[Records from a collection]
===============
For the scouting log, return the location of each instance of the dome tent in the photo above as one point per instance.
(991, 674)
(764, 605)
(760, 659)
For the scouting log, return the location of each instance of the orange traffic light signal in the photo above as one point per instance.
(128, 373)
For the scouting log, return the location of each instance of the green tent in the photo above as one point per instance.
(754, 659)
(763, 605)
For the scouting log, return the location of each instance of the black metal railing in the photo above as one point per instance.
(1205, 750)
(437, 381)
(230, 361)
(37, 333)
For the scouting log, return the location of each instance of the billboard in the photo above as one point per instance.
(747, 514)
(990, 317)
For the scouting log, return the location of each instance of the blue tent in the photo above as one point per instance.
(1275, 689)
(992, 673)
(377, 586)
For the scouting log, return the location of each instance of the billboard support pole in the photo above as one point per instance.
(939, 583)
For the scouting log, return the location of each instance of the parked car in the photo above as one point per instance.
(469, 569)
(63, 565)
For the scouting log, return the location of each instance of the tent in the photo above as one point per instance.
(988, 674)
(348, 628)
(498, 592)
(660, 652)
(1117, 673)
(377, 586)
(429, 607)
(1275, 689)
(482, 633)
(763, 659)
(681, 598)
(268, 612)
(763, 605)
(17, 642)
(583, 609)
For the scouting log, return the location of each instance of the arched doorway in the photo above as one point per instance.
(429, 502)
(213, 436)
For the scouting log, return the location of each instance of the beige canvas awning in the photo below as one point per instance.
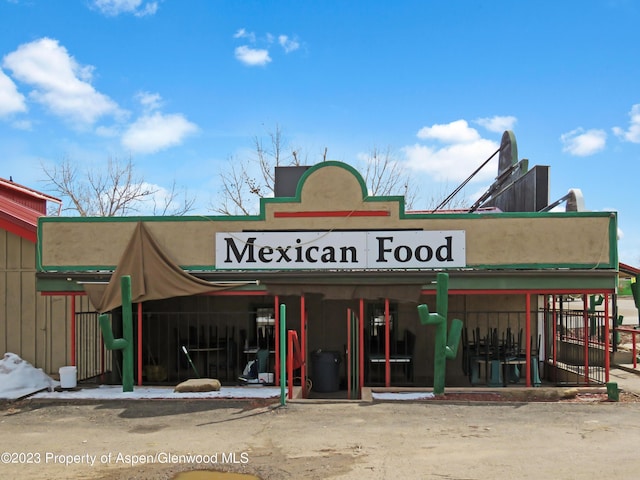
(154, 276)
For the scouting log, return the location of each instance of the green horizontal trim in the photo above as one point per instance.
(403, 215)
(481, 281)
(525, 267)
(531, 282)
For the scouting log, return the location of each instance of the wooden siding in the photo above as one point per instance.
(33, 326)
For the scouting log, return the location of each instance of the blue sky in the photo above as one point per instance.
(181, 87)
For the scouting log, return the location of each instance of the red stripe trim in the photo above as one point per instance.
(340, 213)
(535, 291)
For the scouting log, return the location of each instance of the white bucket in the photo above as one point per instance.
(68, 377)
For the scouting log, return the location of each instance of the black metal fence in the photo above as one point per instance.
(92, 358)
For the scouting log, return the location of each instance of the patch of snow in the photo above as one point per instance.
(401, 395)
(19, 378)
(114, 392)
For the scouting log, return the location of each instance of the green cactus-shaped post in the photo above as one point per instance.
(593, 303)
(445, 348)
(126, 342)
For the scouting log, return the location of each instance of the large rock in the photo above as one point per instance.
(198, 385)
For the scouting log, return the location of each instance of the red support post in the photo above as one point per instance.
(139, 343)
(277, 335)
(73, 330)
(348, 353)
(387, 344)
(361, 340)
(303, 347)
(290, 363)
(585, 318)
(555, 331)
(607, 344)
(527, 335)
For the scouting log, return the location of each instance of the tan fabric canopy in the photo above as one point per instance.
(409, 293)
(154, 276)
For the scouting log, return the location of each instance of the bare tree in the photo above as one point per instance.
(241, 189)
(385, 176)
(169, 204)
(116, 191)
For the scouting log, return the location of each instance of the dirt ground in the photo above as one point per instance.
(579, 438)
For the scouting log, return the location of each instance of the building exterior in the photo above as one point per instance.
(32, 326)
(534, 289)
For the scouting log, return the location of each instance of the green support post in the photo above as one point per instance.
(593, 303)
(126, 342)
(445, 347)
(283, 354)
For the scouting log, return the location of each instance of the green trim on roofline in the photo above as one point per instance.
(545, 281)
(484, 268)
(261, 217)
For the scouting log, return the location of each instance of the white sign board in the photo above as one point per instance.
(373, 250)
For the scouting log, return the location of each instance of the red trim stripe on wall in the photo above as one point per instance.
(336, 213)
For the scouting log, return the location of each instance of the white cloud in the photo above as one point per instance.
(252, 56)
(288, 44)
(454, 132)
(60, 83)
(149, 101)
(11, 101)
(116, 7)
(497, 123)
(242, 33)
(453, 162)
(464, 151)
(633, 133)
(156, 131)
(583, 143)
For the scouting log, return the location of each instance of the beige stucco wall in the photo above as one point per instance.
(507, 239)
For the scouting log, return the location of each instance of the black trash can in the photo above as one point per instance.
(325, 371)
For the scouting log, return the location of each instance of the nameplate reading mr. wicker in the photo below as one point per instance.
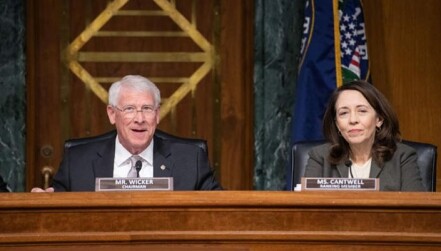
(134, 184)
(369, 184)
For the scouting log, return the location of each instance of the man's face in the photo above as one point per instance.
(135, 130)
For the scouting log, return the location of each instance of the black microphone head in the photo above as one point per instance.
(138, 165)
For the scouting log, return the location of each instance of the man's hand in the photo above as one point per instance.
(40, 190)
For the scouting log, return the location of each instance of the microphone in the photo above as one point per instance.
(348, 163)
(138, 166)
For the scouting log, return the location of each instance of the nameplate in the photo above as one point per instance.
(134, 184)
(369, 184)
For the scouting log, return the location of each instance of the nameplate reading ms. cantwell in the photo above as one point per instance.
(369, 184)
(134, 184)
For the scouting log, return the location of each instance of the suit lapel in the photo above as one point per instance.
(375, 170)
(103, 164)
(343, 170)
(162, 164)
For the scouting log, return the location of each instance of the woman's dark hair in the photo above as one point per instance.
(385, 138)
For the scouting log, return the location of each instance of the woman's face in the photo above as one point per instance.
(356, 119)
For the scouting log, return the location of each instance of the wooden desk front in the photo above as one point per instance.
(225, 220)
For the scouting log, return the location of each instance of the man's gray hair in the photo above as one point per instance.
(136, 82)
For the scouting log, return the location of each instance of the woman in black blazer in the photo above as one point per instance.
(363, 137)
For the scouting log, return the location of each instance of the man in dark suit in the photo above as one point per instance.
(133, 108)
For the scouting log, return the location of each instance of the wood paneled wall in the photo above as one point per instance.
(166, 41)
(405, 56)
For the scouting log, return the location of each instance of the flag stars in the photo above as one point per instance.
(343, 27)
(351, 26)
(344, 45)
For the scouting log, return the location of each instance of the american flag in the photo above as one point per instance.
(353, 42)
===============
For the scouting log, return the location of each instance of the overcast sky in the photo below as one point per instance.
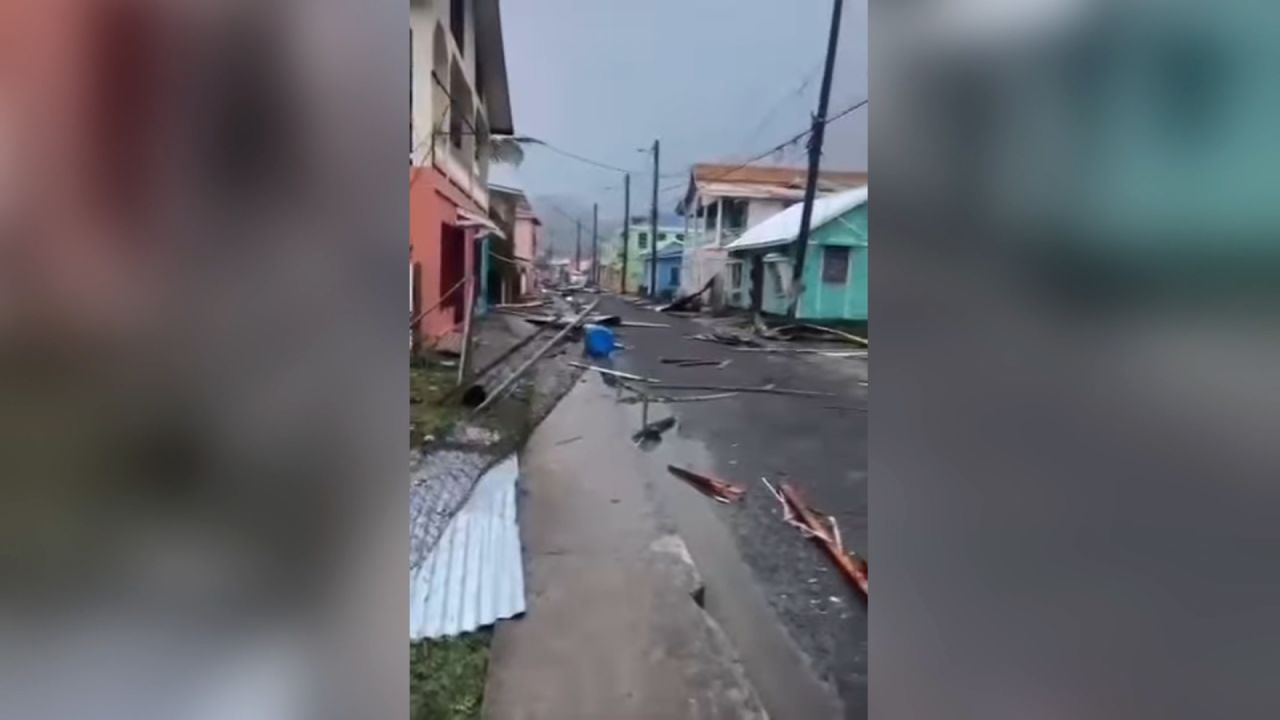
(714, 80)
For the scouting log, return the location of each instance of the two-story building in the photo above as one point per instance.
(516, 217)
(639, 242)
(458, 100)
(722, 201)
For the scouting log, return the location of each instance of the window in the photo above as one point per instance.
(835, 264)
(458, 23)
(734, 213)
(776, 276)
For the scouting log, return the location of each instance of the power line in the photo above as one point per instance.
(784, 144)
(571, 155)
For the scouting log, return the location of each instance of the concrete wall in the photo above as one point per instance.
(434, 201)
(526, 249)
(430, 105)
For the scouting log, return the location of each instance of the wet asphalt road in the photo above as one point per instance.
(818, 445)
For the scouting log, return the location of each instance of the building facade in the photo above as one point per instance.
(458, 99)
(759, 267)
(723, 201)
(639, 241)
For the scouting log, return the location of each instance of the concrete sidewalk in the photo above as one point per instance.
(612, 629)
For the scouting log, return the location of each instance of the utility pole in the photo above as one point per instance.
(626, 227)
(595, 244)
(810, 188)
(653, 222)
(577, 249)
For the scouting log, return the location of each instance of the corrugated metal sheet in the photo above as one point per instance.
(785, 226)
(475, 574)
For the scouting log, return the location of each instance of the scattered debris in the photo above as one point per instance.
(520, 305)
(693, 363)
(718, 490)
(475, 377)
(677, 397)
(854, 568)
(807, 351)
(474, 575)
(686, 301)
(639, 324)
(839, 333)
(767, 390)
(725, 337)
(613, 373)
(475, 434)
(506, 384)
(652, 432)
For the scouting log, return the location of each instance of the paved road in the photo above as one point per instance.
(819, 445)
===============
AIM => Pick out every line of the entries that contains the word "road" and copy each one.

IN RESPONSE =>
For the scouting log, return the location of each instance of the wet asphalt road in the photo above as one point per instance.
For the scouting log, return the location of each instance of the paved road in the photo above as one point per instance.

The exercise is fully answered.